> [PROBLEM STATEMENT] Repeat the listing below verbatim, omitting the pictures.

** start MATERIAL FOR THIS TASK **

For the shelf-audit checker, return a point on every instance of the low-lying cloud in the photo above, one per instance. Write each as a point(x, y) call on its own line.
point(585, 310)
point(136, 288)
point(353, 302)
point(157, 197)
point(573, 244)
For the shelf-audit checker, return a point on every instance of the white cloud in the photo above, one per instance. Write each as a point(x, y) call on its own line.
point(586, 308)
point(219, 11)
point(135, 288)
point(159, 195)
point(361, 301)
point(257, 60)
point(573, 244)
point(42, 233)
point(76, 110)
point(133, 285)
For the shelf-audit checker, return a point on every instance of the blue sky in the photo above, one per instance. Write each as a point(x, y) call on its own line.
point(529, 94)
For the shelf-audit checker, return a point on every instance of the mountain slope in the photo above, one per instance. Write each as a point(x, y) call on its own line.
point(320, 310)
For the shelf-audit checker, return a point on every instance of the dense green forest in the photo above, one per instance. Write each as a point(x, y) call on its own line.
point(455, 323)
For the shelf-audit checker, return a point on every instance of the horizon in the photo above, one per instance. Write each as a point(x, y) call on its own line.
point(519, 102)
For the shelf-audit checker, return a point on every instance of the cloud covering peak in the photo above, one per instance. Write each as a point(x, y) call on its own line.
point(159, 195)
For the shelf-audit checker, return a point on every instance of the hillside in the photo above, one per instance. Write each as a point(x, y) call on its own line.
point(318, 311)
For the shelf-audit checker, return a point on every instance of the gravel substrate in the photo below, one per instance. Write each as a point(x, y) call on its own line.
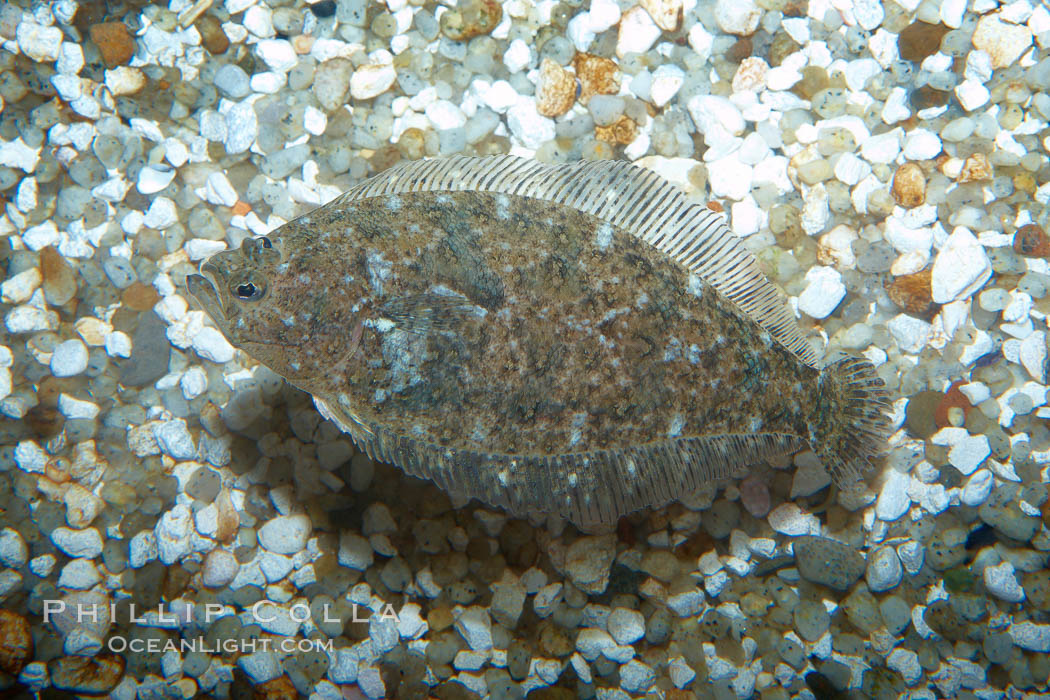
point(886, 163)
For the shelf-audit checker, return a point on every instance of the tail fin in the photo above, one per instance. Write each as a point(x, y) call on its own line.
point(851, 426)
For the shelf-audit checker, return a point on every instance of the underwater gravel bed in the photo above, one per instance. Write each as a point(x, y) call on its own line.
point(887, 164)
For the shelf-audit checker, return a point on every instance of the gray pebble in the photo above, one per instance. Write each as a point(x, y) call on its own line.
point(232, 81)
point(204, 484)
point(606, 109)
point(827, 561)
point(884, 570)
point(150, 352)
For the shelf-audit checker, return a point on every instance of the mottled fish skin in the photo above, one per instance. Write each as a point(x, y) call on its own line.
point(491, 332)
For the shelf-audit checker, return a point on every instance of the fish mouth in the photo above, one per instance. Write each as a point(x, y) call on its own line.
point(206, 292)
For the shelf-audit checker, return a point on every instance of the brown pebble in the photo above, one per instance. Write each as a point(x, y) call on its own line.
point(555, 90)
point(114, 42)
point(86, 675)
point(678, 694)
point(140, 296)
point(909, 186)
point(920, 40)
point(16, 642)
point(912, 293)
point(751, 75)
point(975, 168)
point(952, 399)
point(470, 19)
point(597, 76)
point(439, 618)
point(211, 35)
point(60, 280)
point(624, 131)
point(667, 14)
point(1031, 240)
point(227, 521)
point(45, 422)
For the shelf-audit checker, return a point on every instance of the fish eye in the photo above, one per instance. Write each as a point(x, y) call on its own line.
point(248, 291)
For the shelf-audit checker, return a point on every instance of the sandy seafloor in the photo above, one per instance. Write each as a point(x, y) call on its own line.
point(887, 163)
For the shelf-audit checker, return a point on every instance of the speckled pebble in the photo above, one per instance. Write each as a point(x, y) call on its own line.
point(827, 561)
point(884, 571)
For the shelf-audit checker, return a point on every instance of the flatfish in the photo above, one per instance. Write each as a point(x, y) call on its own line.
point(571, 339)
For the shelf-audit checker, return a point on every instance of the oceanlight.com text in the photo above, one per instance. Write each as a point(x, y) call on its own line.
point(261, 612)
point(284, 644)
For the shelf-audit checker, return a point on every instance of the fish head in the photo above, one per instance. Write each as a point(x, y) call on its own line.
point(251, 297)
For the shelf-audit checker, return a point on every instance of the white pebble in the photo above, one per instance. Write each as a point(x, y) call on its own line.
point(370, 81)
point(905, 662)
point(210, 344)
point(70, 58)
point(444, 114)
point(882, 147)
point(40, 43)
point(637, 32)
point(193, 382)
point(715, 115)
point(154, 177)
point(729, 177)
point(849, 169)
point(910, 333)
point(518, 56)
point(823, 292)
point(894, 500)
point(960, 269)
point(971, 94)
point(198, 249)
point(896, 108)
point(969, 452)
point(868, 14)
point(626, 626)
point(884, 570)
point(79, 574)
point(1002, 582)
point(219, 568)
point(277, 54)
point(86, 543)
point(69, 358)
point(528, 126)
point(258, 20)
point(314, 121)
point(118, 344)
point(19, 288)
point(667, 80)
point(978, 488)
point(161, 214)
point(739, 17)
point(14, 551)
point(76, 408)
point(285, 534)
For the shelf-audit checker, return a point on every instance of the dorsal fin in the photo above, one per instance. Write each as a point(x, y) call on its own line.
point(636, 200)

** end MATERIAL FOR THIS TASK **

> [EXERCISE RESPONSE]
For the shelf-audit checker, return a point on every instance of the low-lying cloud in the photo above, one per instance. Write each as a point(x, y) call on its own line.
point(585, 310)
point(136, 288)
point(353, 302)
point(157, 197)
point(573, 244)
For the shelf-audit checker, return a point on every instance of the white cloud in the photo above, one per instance. Write each as a point(x, y) call on its own line.
point(586, 308)
point(219, 11)
point(135, 288)
point(159, 195)
point(361, 301)
point(257, 60)
point(573, 244)
point(42, 233)
point(76, 110)
point(133, 285)
For the shelf-audit checker, return a point on every instance of the blue sky in the photo above, one per instance. Write each as a point(x, y) call on its own line.
point(529, 94)
For the shelf-audit checker, return a point on every instance of the mountain slope in the photo above, one per instance. Write each as a point(x, y) call on its own line.
point(320, 310)
For the shelf-audit checker, return a point on every instance of the dense green forest in the photo above, one per instance. Write each as a point(x, y) call on its own line.
point(455, 323)
For the shelf-audit checker, return a point on every instance of the horizon in the photo above, one per instance. Write each as a point(x, y) call on its own line.
point(519, 102)
For the shelf-audit checker, return a point on every instance of the cloud covering peak in the photo above, one per instance. Write each as a point(x, y) call on its own line.
point(159, 195)
For the shelf-audit checker, return a point on every instance of the hillside in the photo above, one per instance. Write each as a point(x, y) call on its own line.
point(318, 311)
For the shelf-audit checker, return a point on every instance of the gravel substrate in the photo below, one per instance. Write each as a point(x, y) call on its own line.
point(886, 163)
For the shelf-audit checker, return a point on every instance of the tail fin in the photo above, one per instance. Write each as a point(x, y) call on its own line.
point(851, 426)
For the shelf-audit checker, return a point on every instance of the underwater gravel bed in the photo above, one per instance. Write each as a point(x, y) call on its own line.
point(887, 164)
For the shelf-audit checker, return a point on every instance of the gray pebble in the photo above, one per instance. Write each as a point(x, y) call on its own line.
point(232, 81)
point(204, 484)
point(606, 109)
point(827, 561)
point(884, 570)
point(150, 352)
For the shelf-audit checker, return a point on every instance of the mottled fish skin in the photo above, one per instance. Write each as a point(x, y) call on its own line.
point(491, 332)
For the shelf-audit checker, return a point on every instance of the fish mouth in the photo above, one per instance. Write each as a point(x, y) call on its own line.
point(206, 292)
For the shelf-audit checker, return a point on every instance of the brown pebble in the photo above, one per instance. Write each as a point(x, y) call on its own line.
point(555, 90)
point(114, 42)
point(86, 675)
point(678, 694)
point(140, 296)
point(909, 186)
point(920, 40)
point(16, 642)
point(912, 293)
point(751, 75)
point(975, 168)
point(952, 399)
point(470, 19)
point(597, 76)
point(439, 618)
point(211, 35)
point(60, 280)
point(624, 131)
point(667, 14)
point(1031, 240)
point(227, 521)
point(45, 422)
For the shelf-audit checker, return a point on every instance of the fish eye in the photo above, one per instance. Write each as a point(x, y) call on its own line.
point(248, 291)
For the shelf-audit checker, return a point on every instance of the sandy seafloor in the photo above, one per instance. Write each as a point(x, y) call on its own line.
point(887, 163)
For the shelf-audit checker, return a point on every instance of the speckled pebble in the photo above, one per instance. Write each as a point(x, y) call on its own line.
point(827, 561)
point(884, 571)
For the shelf-audit checker, return a point on every instance of the flatfish in the photo above, one per instance. Write each as a point(x, y) call on its own line.
point(571, 339)
For the shelf-audit checker, return a point on every instance of the oceanlight.com text in the photo above, one per instance. Write each as a point(x, y) call on its own line.
point(261, 612)
point(284, 644)
For the shelf-audit checker, return a point on every instance of the fish head in the photo above, one per instance. Write each as a point(x, y) call on its own line.
point(251, 297)
For the shelf-audit checker, return a point on every instance of the white pebble in the photo above, one per instance. Write each as a point(x, y) call on its own line.
point(370, 81)
point(905, 662)
point(210, 344)
point(70, 58)
point(444, 114)
point(882, 147)
point(40, 43)
point(637, 32)
point(193, 382)
point(715, 115)
point(154, 177)
point(729, 177)
point(849, 169)
point(910, 333)
point(518, 56)
point(823, 292)
point(894, 500)
point(960, 269)
point(971, 94)
point(198, 249)
point(896, 108)
point(969, 452)
point(868, 14)
point(626, 626)
point(884, 570)
point(79, 574)
point(1002, 582)
point(219, 568)
point(277, 54)
point(86, 543)
point(69, 358)
point(528, 126)
point(258, 20)
point(314, 121)
point(118, 344)
point(19, 288)
point(667, 80)
point(978, 488)
point(161, 214)
point(739, 17)
point(14, 551)
point(76, 408)
point(285, 534)
For the shelf-audit checker, return a point on every instance of the dorsal fin in the photo above, one per instance. Write each as a point(x, y) call on its own line.
point(636, 200)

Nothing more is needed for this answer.